> _YOUR GOAL_: When you reach the line that contains "Target: blond hair" in the entries below, begin returning lines exactly as written and continue through the last one.

[Data items]
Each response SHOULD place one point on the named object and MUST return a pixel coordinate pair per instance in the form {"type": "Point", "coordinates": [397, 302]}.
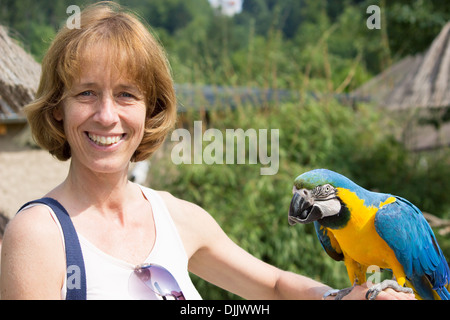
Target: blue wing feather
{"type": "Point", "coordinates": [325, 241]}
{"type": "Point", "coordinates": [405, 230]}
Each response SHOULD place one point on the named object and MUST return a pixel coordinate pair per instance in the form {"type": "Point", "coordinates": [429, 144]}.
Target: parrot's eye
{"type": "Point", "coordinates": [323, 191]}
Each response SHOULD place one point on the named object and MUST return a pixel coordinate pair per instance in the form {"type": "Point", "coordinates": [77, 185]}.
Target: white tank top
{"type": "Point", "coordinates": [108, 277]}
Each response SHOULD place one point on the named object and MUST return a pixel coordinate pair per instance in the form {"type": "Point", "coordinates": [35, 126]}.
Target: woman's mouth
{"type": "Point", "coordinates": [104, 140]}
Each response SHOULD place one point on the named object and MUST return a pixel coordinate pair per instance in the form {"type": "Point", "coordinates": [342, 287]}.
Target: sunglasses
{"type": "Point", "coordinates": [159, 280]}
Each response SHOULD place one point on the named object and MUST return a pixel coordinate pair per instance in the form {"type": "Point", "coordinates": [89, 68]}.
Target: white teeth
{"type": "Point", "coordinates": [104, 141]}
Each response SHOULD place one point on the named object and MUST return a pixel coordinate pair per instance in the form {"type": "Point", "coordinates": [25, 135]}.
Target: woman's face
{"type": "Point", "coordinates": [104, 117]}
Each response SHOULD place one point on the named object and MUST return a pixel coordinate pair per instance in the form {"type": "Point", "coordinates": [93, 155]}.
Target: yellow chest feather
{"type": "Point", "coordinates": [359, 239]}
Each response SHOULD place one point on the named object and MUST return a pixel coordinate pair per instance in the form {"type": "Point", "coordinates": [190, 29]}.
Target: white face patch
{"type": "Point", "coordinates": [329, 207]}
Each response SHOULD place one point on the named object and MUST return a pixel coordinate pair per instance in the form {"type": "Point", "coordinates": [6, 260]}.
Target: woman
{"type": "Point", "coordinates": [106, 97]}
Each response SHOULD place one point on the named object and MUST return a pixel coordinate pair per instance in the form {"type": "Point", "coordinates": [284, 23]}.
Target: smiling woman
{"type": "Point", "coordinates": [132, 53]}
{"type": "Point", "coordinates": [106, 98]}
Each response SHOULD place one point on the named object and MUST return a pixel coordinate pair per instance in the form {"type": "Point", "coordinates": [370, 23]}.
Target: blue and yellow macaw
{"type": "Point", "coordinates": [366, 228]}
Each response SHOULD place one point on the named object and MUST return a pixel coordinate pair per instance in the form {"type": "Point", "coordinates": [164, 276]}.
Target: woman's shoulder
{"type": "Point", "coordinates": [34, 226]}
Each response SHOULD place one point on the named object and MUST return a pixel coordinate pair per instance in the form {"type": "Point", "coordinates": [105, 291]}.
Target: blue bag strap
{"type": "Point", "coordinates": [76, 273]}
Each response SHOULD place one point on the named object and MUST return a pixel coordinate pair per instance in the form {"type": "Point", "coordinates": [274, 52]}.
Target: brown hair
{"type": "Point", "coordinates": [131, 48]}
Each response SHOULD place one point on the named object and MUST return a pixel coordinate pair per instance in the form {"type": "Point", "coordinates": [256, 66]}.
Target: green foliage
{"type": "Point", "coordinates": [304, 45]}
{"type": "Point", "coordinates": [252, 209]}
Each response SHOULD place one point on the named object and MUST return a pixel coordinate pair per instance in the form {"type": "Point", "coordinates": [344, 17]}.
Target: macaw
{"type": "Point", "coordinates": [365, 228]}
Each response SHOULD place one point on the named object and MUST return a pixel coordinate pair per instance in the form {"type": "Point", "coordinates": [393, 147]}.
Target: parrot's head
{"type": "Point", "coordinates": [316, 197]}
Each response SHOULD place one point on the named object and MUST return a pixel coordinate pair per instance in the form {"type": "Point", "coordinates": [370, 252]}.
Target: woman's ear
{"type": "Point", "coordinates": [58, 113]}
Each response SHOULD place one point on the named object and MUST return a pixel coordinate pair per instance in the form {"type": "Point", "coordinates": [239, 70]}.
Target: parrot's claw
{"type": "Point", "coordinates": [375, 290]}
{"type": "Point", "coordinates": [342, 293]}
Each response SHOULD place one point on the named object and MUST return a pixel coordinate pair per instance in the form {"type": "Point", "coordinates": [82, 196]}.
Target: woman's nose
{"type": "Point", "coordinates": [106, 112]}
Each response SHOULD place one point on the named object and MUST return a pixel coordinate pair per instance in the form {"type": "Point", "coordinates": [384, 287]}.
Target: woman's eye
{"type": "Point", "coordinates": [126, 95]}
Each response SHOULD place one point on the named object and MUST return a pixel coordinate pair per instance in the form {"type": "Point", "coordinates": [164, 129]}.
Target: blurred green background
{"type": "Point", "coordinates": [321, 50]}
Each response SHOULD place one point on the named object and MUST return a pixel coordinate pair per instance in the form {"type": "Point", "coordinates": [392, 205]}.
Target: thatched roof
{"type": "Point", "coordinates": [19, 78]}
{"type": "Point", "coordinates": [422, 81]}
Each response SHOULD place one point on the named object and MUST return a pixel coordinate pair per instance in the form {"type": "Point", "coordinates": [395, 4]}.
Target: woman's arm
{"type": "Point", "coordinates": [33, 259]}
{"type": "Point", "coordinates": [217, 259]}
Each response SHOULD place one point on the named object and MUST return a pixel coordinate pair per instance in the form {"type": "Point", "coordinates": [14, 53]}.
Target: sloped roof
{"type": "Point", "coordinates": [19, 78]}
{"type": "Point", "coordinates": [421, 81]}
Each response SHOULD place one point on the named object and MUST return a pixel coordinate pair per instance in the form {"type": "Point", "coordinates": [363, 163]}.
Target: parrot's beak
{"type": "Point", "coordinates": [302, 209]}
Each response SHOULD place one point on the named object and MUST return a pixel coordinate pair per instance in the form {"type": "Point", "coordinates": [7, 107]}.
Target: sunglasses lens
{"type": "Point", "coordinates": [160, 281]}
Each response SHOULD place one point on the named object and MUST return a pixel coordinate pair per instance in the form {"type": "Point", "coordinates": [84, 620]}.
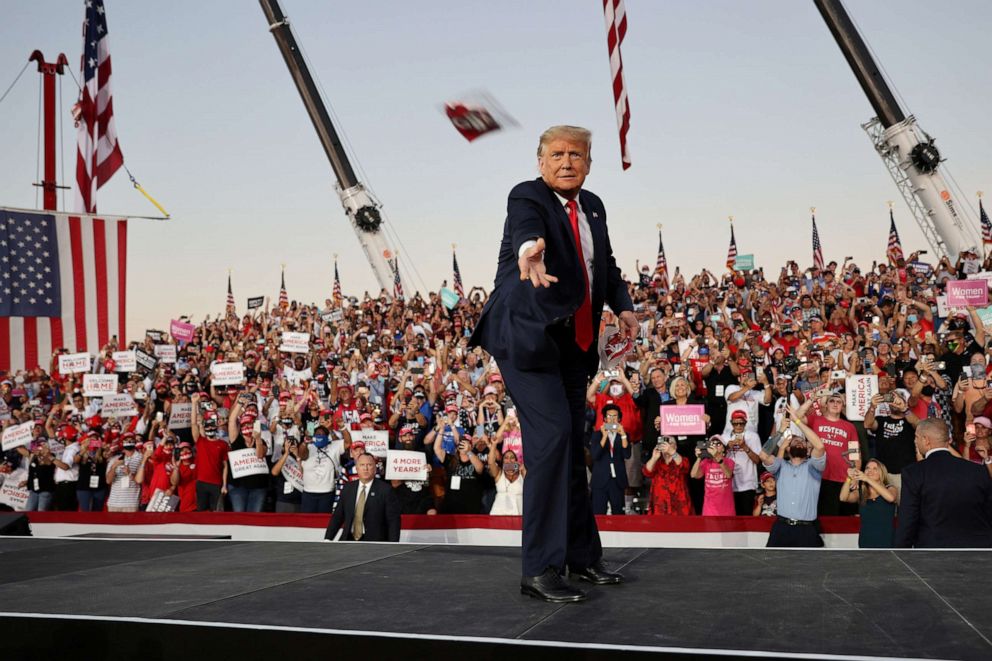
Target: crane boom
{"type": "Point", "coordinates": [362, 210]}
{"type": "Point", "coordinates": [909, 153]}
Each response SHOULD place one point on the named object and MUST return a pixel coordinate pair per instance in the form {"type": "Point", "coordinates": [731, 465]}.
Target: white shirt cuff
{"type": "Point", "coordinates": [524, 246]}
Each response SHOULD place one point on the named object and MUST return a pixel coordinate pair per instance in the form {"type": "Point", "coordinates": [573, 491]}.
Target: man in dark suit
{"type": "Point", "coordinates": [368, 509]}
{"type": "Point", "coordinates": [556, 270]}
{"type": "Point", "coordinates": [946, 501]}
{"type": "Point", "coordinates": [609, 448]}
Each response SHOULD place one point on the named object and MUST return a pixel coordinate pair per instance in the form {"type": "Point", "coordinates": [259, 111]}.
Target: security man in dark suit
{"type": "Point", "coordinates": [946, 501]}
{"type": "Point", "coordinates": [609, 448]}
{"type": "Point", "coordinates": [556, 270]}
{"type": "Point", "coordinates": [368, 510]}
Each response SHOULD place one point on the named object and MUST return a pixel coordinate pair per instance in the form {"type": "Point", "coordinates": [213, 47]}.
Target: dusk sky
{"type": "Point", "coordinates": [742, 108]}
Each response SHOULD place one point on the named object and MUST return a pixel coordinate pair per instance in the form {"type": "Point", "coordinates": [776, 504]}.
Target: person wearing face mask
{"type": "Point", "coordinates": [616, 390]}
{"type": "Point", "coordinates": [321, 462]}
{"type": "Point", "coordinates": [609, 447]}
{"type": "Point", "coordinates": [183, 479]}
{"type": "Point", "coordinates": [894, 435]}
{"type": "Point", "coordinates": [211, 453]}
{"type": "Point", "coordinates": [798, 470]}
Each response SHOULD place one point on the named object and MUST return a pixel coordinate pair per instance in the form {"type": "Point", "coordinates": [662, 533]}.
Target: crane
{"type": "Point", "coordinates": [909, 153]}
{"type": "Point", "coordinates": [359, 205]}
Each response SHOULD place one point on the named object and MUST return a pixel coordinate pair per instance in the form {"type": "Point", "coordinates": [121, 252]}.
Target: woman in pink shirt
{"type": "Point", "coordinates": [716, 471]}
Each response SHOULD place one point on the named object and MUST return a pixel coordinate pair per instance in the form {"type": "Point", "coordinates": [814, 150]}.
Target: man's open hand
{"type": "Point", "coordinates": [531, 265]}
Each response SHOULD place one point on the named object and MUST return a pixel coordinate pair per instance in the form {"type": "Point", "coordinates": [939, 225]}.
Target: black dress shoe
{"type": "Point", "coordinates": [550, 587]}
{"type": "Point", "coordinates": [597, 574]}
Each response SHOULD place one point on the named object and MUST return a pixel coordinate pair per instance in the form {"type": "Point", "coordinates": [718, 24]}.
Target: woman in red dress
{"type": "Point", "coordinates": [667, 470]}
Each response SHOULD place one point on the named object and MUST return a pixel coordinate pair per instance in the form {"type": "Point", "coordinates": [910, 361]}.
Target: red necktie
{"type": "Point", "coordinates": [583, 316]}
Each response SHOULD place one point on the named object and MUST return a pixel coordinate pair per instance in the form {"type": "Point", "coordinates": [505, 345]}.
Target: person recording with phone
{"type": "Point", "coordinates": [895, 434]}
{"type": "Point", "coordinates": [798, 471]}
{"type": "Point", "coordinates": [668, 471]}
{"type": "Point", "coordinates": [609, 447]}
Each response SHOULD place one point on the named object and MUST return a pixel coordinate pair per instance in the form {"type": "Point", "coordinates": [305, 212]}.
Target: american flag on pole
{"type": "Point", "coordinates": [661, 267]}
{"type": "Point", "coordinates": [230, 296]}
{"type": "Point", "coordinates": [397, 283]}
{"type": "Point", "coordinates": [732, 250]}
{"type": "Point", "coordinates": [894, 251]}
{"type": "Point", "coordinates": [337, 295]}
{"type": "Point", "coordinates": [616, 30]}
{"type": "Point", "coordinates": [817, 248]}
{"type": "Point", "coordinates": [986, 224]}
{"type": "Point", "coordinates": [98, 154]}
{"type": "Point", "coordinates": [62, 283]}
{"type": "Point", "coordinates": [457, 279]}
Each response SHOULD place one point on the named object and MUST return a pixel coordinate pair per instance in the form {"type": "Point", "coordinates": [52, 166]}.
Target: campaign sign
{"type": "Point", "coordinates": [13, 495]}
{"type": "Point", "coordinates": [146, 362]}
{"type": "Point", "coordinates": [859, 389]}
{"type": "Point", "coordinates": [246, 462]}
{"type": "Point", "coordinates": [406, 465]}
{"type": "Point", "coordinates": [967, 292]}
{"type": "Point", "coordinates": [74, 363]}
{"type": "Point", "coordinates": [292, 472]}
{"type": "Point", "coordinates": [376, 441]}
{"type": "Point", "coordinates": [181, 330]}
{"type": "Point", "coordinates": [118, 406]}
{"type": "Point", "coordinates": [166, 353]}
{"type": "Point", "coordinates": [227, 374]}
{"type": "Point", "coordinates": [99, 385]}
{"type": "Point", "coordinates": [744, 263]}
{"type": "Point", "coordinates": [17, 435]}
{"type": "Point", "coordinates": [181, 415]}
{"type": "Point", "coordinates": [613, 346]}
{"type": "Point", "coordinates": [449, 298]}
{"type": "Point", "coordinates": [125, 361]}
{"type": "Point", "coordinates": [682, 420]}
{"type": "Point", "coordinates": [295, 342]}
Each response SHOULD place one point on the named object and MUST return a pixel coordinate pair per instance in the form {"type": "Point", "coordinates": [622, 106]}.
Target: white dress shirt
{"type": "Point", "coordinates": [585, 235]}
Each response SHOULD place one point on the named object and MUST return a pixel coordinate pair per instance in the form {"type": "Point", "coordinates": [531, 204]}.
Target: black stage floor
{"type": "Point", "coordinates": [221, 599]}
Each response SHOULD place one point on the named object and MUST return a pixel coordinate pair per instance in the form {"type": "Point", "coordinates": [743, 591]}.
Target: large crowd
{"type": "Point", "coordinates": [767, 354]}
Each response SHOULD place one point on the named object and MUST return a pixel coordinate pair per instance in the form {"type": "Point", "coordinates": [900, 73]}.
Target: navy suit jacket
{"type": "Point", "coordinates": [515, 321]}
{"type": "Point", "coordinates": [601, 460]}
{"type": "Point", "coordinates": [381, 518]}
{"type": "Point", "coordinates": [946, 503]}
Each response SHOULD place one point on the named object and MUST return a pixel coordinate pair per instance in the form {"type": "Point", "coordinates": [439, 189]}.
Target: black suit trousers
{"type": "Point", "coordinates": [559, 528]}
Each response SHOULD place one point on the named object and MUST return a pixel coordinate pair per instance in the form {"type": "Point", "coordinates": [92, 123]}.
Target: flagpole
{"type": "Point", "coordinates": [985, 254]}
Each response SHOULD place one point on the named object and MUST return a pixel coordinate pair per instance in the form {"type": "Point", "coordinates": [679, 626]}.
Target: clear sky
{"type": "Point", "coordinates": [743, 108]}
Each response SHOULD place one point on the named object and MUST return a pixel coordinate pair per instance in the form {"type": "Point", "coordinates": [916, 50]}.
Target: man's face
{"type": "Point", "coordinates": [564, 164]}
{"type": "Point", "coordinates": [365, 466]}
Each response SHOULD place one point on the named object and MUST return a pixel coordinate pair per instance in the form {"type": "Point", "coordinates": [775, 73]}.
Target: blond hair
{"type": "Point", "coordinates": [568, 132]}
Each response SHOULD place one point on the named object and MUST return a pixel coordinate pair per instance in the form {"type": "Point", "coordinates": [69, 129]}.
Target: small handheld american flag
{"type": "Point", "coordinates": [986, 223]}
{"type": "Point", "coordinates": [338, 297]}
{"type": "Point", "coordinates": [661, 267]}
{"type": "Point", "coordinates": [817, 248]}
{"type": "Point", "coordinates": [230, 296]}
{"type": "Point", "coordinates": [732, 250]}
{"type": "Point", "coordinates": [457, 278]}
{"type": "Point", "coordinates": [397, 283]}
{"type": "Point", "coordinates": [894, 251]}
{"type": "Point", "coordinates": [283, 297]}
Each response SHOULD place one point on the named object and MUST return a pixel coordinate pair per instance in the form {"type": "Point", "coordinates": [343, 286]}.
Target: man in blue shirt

> _REPLY TO THE TASK_:
Target: blond hair
{"type": "Point", "coordinates": [568, 132]}
Each response SHOULD place one point on the named object and MUST return a pixel coordinate pair per instance in the form {"type": "Point", "coordinates": [69, 129]}.
Target: small handheld american flag
{"type": "Point", "coordinates": [986, 223]}
{"type": "Point", "coordinates": [338, 297]}
{"type": "Point", "coordinates": [661, 267]}
{"type": "Point", "coordinates": [817, 248]}
{"type": "Point", "coordinates": [230, 296]}
{"type": "Point", "coordinates": [732, 250]}
{"type": "Point", "coordinates": [457, 278]}
{"type": "Point", "coordinates": [397, 283]}
{"type": "Point", "coordinates": [894, 251]}
{"type": "Point", "coordinates": [283, 297]}
Each response SHOULD place one point on the named object and MUST return a pixel coordinate pair per instance in the form {"type": "Point", "coordinates": [343, 286]}.
Target: man in blue shirt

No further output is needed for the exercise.